### [WHAT TO PRODUCE]
Can you convert the data below into a Markdown table with the columns Row and Text, starting at the line that contains "Report one point per instance of the distant mountain" and ending at the line that contains "[[751, 193], [403, 142]]"? Skip blank lines and leave the pictures out.

-.-.-

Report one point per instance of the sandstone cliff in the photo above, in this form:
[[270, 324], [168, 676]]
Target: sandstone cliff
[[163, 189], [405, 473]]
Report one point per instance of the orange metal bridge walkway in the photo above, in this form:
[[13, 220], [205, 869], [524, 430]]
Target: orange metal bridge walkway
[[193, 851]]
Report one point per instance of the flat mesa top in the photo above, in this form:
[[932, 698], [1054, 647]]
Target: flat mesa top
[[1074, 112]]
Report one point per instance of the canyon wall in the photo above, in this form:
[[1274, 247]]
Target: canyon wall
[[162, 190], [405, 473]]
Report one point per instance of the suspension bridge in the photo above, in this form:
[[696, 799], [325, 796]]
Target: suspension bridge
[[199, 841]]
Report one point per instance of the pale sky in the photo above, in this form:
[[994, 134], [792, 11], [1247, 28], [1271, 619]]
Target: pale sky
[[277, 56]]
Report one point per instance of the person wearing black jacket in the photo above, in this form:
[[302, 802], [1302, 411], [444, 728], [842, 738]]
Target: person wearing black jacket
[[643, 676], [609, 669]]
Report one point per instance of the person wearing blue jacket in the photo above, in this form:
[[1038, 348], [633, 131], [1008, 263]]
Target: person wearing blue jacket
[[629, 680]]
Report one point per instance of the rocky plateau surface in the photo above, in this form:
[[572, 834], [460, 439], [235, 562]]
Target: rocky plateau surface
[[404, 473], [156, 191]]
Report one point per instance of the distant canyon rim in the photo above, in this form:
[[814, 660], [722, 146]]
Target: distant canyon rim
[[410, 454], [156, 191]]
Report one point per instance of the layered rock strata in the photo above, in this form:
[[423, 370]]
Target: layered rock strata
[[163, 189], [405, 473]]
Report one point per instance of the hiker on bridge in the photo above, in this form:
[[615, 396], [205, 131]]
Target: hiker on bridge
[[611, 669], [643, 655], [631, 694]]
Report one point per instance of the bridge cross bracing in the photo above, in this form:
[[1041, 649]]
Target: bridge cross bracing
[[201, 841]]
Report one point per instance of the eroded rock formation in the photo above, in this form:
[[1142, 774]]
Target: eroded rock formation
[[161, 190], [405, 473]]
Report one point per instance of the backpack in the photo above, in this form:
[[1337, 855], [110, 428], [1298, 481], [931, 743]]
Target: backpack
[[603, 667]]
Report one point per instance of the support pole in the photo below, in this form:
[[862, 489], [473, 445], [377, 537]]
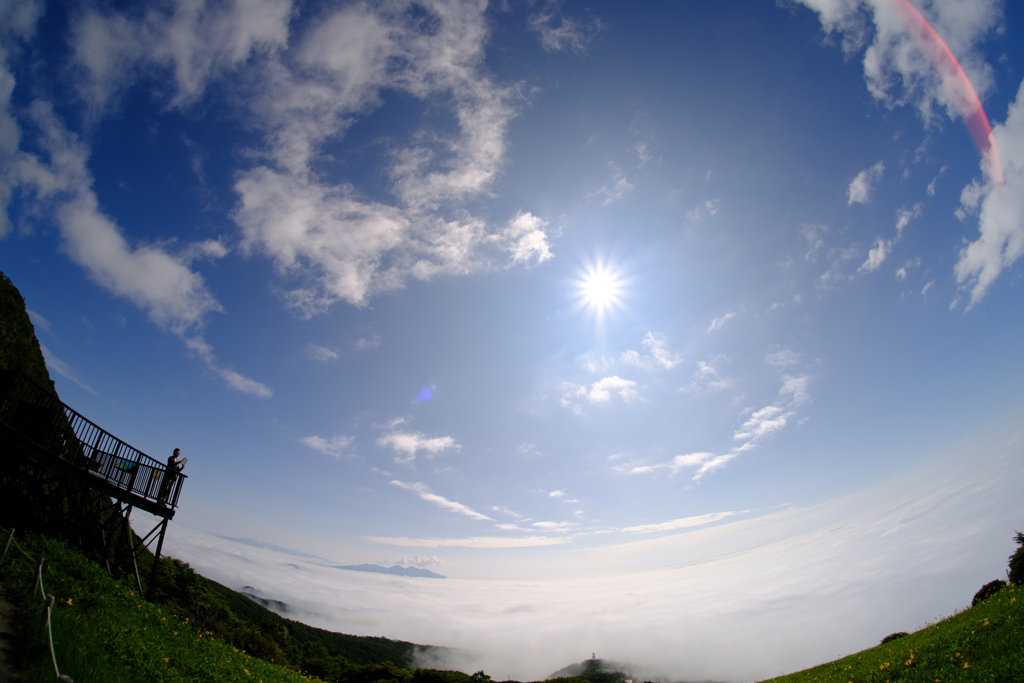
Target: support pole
[[156, 561], [7, 545]]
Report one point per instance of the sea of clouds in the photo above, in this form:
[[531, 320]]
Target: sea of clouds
[[742, 600]]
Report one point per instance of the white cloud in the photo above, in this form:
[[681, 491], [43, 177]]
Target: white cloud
[[813, 233], [782, 357], [471, 542], [904, 216], [690, 460], [873, 554], [896, 70], [762, 423], [408, 443], [337, 445], [707, 380], [615, 188], [883, 248], [527, 450], [367, 343], [40, 322], [860, 187], [558, 33], [159, 283], [525, 240], [685, 522], [901, 272], [195, 41], [326, 239], [321, 353], [61, 368], [602, 390], [877, 255], [1000, 219], [931, 186], [719, 322], [796, 387], [424, 492], [657, 353], [711, 206], [420, 560], [237, 381]]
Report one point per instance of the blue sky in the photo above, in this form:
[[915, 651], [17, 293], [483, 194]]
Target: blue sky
[[665, 271]]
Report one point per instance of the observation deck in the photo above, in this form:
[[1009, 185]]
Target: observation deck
[[34, 422]]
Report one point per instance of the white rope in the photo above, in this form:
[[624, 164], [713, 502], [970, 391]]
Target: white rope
[[48, 599], [50, 632]]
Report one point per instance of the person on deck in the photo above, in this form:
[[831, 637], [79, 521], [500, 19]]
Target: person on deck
[[173, 467]]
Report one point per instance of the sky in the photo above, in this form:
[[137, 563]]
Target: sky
[[713, 303]]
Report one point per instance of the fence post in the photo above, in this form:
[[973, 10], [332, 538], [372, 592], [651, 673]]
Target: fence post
[[39, 574], [46, 613], [7, 545]]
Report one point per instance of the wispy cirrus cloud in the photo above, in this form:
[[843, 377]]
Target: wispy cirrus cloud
[[999, 209], [719, 322], [707, 380], [759, 425], [657, 356], [337, 445], [321, 353], [327, 240], [560, 33], [860, 187], [684, 522], [407, 444], [61, 368], [600, 391], [423, 491], [471, 542]]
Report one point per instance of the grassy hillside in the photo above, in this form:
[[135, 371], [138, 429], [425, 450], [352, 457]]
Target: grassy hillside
[[104, 632], [981, 643]]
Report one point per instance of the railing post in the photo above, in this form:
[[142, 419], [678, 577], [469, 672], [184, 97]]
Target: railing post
[[39, 574], [46, 613], [10, 537]]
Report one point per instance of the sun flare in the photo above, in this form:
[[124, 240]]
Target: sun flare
[[600, 289]]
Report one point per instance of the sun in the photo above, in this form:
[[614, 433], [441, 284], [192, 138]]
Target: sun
[[600, 289]]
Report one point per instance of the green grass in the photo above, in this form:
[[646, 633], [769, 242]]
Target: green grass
[[982, 643], [104, 633]]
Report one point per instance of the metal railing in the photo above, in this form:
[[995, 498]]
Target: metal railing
[[39, 416]]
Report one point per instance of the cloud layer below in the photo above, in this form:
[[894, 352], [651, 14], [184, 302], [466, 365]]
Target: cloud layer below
[[795, 587]]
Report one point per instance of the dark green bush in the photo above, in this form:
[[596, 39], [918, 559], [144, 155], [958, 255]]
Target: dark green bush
[[893, 636], [987, 591], [1017, 562]]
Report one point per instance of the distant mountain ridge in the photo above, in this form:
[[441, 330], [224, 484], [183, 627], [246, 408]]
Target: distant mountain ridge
[[396, 570], [269, 546]]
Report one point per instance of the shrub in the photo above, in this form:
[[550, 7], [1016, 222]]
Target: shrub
[[1017, 562], [893, 636], [987, 591]]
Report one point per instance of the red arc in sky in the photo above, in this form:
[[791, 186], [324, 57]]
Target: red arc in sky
[[957, 85]]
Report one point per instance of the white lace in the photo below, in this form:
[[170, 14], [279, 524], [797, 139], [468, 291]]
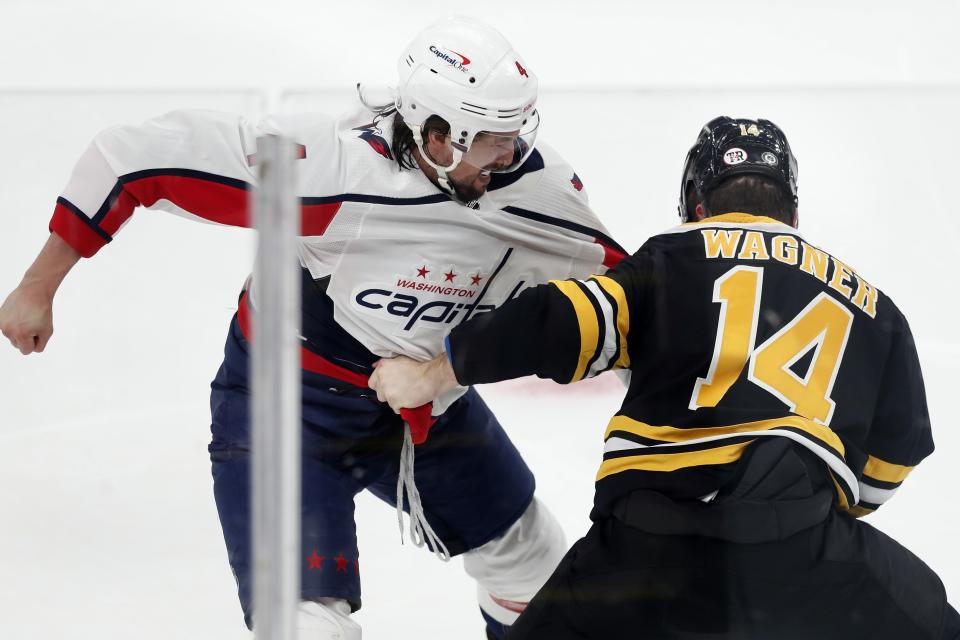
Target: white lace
[[420, 530]]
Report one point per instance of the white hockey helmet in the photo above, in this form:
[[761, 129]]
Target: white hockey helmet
[[466, 72]]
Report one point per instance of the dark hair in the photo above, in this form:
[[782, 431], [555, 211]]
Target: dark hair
[[751, 193], [403, 142]]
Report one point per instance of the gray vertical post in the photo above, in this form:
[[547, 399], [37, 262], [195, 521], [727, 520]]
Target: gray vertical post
[[275, 296]]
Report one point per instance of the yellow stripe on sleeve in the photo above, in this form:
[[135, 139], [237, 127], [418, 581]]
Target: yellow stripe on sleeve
[[675, 434], [615, 291], [885, 471], [586, 318], [673, 461]]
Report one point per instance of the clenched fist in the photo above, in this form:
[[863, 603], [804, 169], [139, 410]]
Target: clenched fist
[[405, 383], [26, 318]]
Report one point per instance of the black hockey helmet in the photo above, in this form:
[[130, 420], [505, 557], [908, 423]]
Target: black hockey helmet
[[727, 147]]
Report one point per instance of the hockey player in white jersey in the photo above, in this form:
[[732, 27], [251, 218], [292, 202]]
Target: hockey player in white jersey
[[420, 211]]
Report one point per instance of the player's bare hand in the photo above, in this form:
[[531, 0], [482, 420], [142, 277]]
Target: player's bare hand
[[26, 318], [403, 382]]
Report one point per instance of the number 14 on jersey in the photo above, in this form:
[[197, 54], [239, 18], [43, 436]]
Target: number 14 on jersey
[[823, 325]]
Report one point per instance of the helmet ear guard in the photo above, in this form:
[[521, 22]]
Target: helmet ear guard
[[727, 147]]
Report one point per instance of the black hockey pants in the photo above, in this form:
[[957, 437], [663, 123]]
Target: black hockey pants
[[835, 578]]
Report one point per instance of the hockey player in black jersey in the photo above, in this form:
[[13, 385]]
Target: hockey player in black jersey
[[775, 397]]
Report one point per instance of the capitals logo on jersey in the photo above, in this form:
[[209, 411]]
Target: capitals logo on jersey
[[372, 135], [421, 299]]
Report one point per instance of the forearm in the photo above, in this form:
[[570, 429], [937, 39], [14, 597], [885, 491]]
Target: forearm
[[51, 266], [533, 334]]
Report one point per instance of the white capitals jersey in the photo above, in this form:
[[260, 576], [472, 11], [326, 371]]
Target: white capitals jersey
[[398, 263]]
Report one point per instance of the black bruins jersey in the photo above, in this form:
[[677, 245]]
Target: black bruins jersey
[[734, 329]]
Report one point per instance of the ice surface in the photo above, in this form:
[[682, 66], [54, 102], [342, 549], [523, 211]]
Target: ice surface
[[106, 506]]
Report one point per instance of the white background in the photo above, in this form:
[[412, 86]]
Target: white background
[[107, 523]]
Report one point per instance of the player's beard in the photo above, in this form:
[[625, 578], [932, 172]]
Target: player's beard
[[468, 192]]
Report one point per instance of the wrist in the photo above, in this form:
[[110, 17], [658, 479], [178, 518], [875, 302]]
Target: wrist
[[441, 372], [41, 285]]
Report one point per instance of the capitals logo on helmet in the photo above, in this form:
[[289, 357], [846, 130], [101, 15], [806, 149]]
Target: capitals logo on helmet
[[468, 74], [727, 147]]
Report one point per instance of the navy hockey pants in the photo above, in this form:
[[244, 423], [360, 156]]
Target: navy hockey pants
[[472, 481]]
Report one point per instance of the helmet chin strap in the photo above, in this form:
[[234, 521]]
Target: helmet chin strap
[[441, 171]]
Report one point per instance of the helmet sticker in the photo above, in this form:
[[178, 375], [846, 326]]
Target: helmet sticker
[[734, 155], [452, 60]]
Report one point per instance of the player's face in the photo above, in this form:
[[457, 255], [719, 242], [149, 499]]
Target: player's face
[[488, 153]]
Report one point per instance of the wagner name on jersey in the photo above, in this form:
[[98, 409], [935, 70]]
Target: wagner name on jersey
[[735, 328], [390, 263]]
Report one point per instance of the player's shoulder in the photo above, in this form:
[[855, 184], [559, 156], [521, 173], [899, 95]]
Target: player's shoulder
[[545, 185]]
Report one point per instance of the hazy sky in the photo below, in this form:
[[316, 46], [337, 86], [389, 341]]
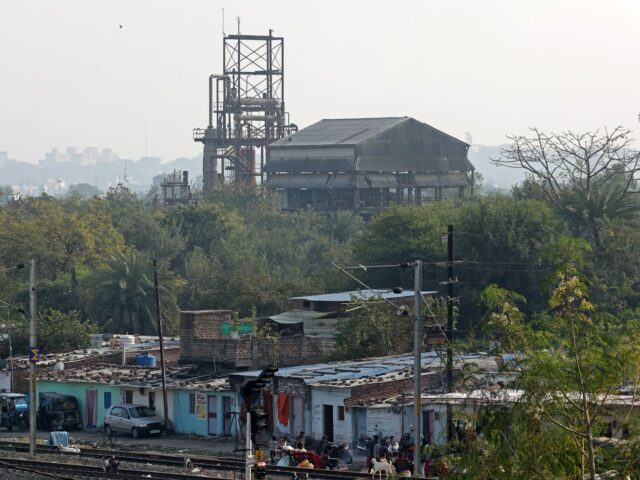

-.-.-

### [ANSWER TO THIS EXERCISE]
| Row | Text |
|---|---|
| 1 | Report one point per instance of the distant mountain ridge in the photo above, in this form: |
| 2 | [[441, 330], [224, 484], [183, 627], [246, 408]] |
| 3 | Target: distant mountain ridge |
| 4 | [[396, 570], [269, 546]] |
| 5 | Report one point per instance of the shrub in the photo above, in this form: |
| 6 | [[550, 7], [1016, 222]] |
| 7 | Target: shrub |
| 8 | [[1017, 562], [893, 636], [987, 591]] |
| 9 | Report one point per instance of the red arc in sky in the photo above, in this form: |
| 10 | [[791, 186], [324, 57]] |
| 11 | Target: red arc in sky |
| 12 | [[957, 85]] |
| 13 | Report one point per instance of the white lace in the photo below, in this form: |
| 14 | [[170, 14], [279, 524], [797, 139], [468, 291]] |
| 15 | Target: white lace |
| 16 | [[420, 530]] |
| 17 | Report one point per instance of the white hockey helmet in the photo above, in this form: |
| 18 | [[761, 129]] |
| 19 | Target: white hockey helmet |
| 20 | [[466, 72]] |
| 21 | Report one point per instance of the dark hair in the photo above, in this form: |
| 22 | [[782, 431], [555, 211]] |
| 23 | Target: dark hair |
| 24 | [[751, 193], [403, 142]] |